WRITTEN TASKS:
• 1. In the vending machine article below, return the passage from "The other problem" to "buy some snacks.", copied word for word.
• 2. Answer these questions using the vending machine article below.
(a) About how long does one confirmation (1 block) take?
(b) To what size is the space available for transactions in a block currently limited?
(c) By what two changes does Bitcoin Cash solve these problems?

··· DOCUMENT EXTRACT

A Vending Machine using the Bitcoin Lightning Network on a Full Node Raspberry Pi
Most vending snack machines are coin-operated. This leads to many drawbacks such as incorrect/no change, some coins are not recognized, management of coins by owner and no coins in your wallet.
Sometimes my colleagues ask me for some coins, and in return they give banknotes or pay me via Revolut. Why should we all go through this hassle if when can do online transactions? We can use Visa/Mastercard scanners attached with vending machines and people can buy snacks easily. Well, the problem is that for every authorized transaction, the bank takes a commission. Is it worth for the merchant to pay a commission for a cheap snack item? I don’t think so. Apart from that, this technique is not recommended because there might be hackers that can attach card sniffers to the vending machine intending to hijack your card. So, what’s the solution?
Nowadays everyone owns a smartphone. With Bitcoin, you can have your own non-custodial wallet on your phone. You can do global transactions on decentralized platforms without making use of third-party APIs (banks) to verify transactions. Can we apply this technology to our vending machine? We can but it won’t be ideal. The problem lies in the transaction confirmation time and the transaction fees.
One confirmation (1 block) takes about 10 minutes and we usually assume that a transaction is fully confirmed when it is 6 blocks deep. This means that a full confirmation takes about 1 hour (10 minutes * 6 blocks). This is very fast when compared to traditional systems, but it won’t be ideal for our vending machine system. Imagine our client waiting 1 hour to buy some candy. Since snacks are not expensive, we can assume that one confirmation (1 block deep) is enough, but our client must still wait 10 minutes for the transaction to be processed.
The other problem relies in the transaction fees. Transaction fees are included with every Bitcoin transaction in order to have transactions processed by a miner and confirmed by the Bitcoin network. The space available for transactions in a block is currently limited to 1 MB. This means that to get your transaction processed quickly you must outbid other users. Therefore, it can get expensive to buy some snacks.
Bitcoin Cash (another cryptocurrency – fork of Bitcoin) simply solves these problems by increasing the block size and disabling the ‘replace by higher fee’ feature. Therefore, a transaction can be created with a lower transaction fee and once created, we can safely assume that the transaction is going to be placed in the next block. This might lead to other problems, but I don’t want to debate Bitcoin Cash vs Bitcoin in this article.

······
··· RECORDED DATA

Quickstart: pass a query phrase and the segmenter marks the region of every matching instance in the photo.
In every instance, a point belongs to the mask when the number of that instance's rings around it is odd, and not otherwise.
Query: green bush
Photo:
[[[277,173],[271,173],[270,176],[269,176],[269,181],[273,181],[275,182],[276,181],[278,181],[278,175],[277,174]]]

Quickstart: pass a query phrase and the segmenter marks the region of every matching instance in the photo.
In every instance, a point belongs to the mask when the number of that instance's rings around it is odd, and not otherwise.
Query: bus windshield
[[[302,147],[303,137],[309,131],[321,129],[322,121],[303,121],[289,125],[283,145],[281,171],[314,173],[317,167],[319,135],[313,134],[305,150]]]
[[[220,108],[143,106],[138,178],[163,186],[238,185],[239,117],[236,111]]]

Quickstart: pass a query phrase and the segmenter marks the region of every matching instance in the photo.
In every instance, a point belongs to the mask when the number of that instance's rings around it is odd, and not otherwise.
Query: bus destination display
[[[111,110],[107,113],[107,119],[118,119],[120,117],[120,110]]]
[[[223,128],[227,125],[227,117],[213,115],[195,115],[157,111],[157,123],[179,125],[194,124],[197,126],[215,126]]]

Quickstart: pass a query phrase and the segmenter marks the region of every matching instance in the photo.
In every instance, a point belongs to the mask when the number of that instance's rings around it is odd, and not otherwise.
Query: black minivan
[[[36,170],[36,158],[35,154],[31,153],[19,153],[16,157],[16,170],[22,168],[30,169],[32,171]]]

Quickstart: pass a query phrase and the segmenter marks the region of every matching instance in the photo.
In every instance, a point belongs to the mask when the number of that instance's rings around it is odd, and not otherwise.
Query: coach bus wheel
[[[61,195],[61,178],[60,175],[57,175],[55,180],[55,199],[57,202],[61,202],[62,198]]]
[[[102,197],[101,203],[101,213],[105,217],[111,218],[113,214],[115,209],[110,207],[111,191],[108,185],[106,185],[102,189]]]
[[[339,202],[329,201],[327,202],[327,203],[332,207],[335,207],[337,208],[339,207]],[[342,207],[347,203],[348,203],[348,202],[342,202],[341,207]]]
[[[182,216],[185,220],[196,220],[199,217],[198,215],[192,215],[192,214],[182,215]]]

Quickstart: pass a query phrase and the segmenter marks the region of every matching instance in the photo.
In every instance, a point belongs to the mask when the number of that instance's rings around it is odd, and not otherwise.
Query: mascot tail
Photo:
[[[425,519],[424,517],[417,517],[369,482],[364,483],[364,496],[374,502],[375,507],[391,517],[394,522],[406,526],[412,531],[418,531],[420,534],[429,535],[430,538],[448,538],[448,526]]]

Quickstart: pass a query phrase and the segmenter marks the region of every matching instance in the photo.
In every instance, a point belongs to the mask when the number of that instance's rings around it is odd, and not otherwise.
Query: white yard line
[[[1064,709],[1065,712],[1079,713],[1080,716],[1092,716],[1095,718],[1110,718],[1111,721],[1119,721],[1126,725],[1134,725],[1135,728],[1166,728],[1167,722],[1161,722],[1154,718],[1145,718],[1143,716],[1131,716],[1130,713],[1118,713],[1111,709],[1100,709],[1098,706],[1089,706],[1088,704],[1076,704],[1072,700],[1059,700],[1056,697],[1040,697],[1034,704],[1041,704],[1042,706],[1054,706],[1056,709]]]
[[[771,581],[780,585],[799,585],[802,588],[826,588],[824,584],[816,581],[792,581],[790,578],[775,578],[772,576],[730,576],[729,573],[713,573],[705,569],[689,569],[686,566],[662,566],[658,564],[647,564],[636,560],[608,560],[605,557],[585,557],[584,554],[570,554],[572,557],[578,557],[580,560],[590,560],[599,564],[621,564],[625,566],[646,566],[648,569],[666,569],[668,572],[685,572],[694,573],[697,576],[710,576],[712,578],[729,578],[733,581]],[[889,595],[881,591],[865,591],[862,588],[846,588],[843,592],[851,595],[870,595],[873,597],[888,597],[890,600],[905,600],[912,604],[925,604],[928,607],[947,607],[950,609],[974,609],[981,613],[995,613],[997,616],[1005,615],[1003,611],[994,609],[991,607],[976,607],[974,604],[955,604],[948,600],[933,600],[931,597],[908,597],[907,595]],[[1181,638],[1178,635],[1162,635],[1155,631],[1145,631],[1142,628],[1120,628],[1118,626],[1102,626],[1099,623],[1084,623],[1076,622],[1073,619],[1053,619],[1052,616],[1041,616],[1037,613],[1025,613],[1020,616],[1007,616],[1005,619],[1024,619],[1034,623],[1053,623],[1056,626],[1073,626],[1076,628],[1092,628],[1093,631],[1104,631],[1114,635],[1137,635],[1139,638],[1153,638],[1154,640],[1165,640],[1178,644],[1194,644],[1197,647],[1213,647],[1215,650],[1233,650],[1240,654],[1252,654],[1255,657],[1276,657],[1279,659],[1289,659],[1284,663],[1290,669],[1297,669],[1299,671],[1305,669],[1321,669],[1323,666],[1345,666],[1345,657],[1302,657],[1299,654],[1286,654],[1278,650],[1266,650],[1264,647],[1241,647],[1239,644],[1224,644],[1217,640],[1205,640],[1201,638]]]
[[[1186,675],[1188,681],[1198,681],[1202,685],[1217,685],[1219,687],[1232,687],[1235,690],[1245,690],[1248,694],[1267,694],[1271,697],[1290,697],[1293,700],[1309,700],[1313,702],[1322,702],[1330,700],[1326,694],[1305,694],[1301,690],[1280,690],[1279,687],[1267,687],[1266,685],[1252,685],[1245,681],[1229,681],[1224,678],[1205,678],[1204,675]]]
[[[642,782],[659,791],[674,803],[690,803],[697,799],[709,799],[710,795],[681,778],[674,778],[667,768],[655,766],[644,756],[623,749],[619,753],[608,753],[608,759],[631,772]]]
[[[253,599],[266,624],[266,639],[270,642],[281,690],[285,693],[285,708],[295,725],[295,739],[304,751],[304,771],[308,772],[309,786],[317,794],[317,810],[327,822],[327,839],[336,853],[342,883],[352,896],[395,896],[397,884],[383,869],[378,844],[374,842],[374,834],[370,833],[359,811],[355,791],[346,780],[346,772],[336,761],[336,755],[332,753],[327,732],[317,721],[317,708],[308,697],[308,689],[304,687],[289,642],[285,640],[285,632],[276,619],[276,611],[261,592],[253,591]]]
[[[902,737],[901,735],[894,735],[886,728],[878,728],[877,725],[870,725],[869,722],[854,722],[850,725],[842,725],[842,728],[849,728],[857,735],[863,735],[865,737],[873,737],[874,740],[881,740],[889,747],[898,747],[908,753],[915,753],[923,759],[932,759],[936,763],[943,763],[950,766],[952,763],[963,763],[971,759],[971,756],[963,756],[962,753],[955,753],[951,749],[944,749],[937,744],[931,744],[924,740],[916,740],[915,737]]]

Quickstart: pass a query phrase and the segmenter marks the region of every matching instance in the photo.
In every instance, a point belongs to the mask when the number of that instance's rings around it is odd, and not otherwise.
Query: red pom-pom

······

THE SOLUTIONS:
• 1.
The other problem relies in the transaction fees. Transaction fees are included with every Bitcoin transaction in order to have transactions processed by a miner and confirmed by the Bitcoin network. The space available for transactions in a block is currently limited to 1 MB. This means that to get your transaction processed quickly you must outbid other users. Therefore, it can get expensive to buy some snacks.

• 2.
(a) About 10 minutes.
(b) 1 MB.
(c) By increasing the block size and disabling the "replace by higher fee" feature.